Aim: Reproduce the following material exactly, including every line.

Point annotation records
——

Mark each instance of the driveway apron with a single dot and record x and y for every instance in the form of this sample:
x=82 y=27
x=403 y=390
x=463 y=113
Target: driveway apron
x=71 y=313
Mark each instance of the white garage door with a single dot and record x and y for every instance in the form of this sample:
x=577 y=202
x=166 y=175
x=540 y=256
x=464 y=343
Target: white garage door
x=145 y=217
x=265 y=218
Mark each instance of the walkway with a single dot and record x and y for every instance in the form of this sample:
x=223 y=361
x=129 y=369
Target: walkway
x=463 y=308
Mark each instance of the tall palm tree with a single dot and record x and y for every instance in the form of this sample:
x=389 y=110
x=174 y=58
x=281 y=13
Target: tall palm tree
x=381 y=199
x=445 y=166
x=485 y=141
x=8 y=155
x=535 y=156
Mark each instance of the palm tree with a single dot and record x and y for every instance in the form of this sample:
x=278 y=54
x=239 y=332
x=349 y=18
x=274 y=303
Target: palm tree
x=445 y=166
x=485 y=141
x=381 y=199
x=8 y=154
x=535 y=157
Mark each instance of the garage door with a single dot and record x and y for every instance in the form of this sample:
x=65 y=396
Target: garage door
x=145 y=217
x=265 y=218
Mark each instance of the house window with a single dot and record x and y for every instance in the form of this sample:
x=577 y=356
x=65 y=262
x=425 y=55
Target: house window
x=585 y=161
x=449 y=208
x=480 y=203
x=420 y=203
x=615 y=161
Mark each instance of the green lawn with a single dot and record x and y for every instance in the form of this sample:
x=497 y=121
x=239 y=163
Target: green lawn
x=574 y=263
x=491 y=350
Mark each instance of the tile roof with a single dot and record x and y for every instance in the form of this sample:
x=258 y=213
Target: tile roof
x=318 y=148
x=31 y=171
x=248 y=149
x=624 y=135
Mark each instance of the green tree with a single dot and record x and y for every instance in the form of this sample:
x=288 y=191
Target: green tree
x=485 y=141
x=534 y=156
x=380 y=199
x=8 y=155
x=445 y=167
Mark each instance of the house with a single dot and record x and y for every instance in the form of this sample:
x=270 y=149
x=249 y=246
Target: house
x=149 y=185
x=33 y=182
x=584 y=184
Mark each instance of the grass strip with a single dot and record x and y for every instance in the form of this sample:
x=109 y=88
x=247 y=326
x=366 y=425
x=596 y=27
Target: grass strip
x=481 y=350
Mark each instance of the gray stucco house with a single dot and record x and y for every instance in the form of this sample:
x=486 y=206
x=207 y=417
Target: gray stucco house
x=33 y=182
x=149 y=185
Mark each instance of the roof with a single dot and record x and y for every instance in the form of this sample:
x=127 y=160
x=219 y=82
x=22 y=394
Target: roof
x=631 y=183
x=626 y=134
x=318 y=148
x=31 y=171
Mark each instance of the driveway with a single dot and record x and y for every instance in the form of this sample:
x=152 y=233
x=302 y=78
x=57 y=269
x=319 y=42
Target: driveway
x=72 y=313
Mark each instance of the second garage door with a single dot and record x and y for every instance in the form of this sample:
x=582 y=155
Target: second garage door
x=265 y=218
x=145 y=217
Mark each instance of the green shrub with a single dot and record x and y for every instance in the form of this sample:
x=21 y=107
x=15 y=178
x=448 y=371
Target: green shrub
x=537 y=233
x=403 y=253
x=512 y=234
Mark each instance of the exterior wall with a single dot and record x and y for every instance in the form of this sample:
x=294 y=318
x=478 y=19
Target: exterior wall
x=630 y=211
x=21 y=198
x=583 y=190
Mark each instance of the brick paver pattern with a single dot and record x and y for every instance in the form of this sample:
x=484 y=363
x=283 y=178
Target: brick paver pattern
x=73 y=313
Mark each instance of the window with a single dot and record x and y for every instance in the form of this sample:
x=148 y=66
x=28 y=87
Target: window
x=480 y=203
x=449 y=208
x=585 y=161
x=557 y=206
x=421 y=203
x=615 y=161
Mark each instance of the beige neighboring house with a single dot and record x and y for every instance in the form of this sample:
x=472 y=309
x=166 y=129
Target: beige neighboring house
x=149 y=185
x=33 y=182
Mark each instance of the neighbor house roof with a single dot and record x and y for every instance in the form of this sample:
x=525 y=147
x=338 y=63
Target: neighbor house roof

——

Task result:
Mark each instance of the driveway apron with a single dot and record x and y for every instance in the form of this sample:
x=82 y=27
x=403 y=390
x=463 y=113
Target: driveway apron
x=71 y=313
Mark each instance of the white garage door with a single dot and record x and y for every instance in the form of this sample:
x=577 y=202
x=166 y=175
x=540 y=256
x=464 y=343
Target: white garage door
x=145 y=217
x=265 y=218
Mark each instance of the walkway with a single dot and record x and y for every instance in the form of this sample:
x=223 y=361
x=129 y=369
Target: walkway
x=463 y=308
Mark each instance of the tall palm tree with a single dot and record x and y for every instance in the form of this sample:
x=389 y=110
x=174 y=58
x=281 y=13
Target: tall palm tree
x=381 y=199
x=445 y=166
x=485 y=141
x=8 y=155
x=535 y=156
Mark each instance of the palm tree with a single dot and record x and y for every instance in the form of this sample:
x=278 y=54
x=239 y=332
x=349 y=18
x=274 y=303
Target: palm tree
x=445 y=166
x=485 y=141
x=381 y=199
x=8 y=154
x=535 y=157
Mark each instance of the garage door with a single dot and record x and y for every instance in the form of this sample:
x=65 y=396
Target: garage door
x=145 y=217
x=265 y=218
Mark each instance of the house window with a single dot and record x and y for every instance in the form of this sample:
x=577 y=356
x=65 y=262
x=425 y=55
Target: house window
x=585 y=161
x=449 y=208
x=480 y=203
x=420 y=203
x=615 y=161
Mark each instance of the green lawn with a single dot and record x and y for every instance in the form of this sample:
x=497 y=121
x=239 y=163
Target: green lawn
x=574 y=263
x=491 y=350
Mark each instance of the tile roof with a single dot and record x and y for every instance in the form of this sample:
x=258 y=213
Target: tile roof
x=318 y=148
x=31 y=171
x=248 y=149
x=624 y=135
Mark each instance of the green tree with a single dot and record x and y for every instance in the form of this sample:
x=288 y=191
Target: green tree
x=485 y=141
x=534 y=156
x=380 y=199
x=8 y=155
x=445 y=167
Mark each instance of the house with a single dot and record x and y for every instance in the form of this sample:
x=270 y=149
x=249 y=246
Target: house
x=149 y=185
x=33 y=182
x=584 y=184
Mark each instance of the grass strip with a single dot and record x and y for every instance in the form of this sample:
x=109 y=88
x=247 y=326
x=366 y=425
x=596 y=27
Target: grass strip
x=481 y=350
Mark each instance of the gray stucco house with a single dot and record x and y for every instance in the form of this sample:
x=486 y=206
x=207 y=417
Target: gray stucco house
x=33 y=182
x=149 y=185
Mark each instance of the roof with a single dot and record x and y for every instance in the form of this sample:
x=127 y=160
x=219 y=82
x=22 y=394
Target: roof
x=631 y=183
x=626 y=134
x=318 y=148
x=31 y=171
Mark each instance of the driveway with a single dot and record x and y for every instance in the form of this sample:
x=152 y=233
x=302 y=78
x=57 y=269
x=319 y=42
Target: driveway
x=72 y=313
Mark each instance of the second garage door with a single dot and record x and y for every instance in the form of this sample:
x=582 y=155
Target: second garage door
x=265 y=218
x=145 y=217
Mark each instance of the green shrub with a single dot and record x and y for every instance in the form of this sample:
x=21 y=107
x=15 y=178
x=448 y=371
Target: green shrub
x=537 y=233
x=403 y=253
x=512 y=234
Mark each instance of the exterior wall with a single dot and record x and y for every instance in the form of this sample:
x=294 y=318
x=478 y=19
Target: exterior wall
x=630 y=211
x=21 y=198
x=583 y=190
Mark each instance of the brick paver pattern with a single dot and record x and y for every instance in the form of this sample:
x=484 y=363
x=283 y=178
Target: brick paver pattern
x=73 y=313
Mark each instance of the window with a single dot and record x and y for every instance in the form of this sample:
x=148 y=66
x=28 y=87
Target: window
x=480 y=203
x=449 y=208
x=585 y=161
x=557 y=206
x=421 y=203
x=615 y=161
Mark each instance of the beige neighboring house with a single dot and record x and y for every instance in the form of this sample:
x=472 y=309
x=166 y=129
Target: beige neighboring house
x=149 y=185
x=33 y=182
Mark each instance of the neighbor house roof with a single dot and record x and y for every instance in the form of this sample:
x=525 y=147
x=338 y=63
Target: neighbor house roof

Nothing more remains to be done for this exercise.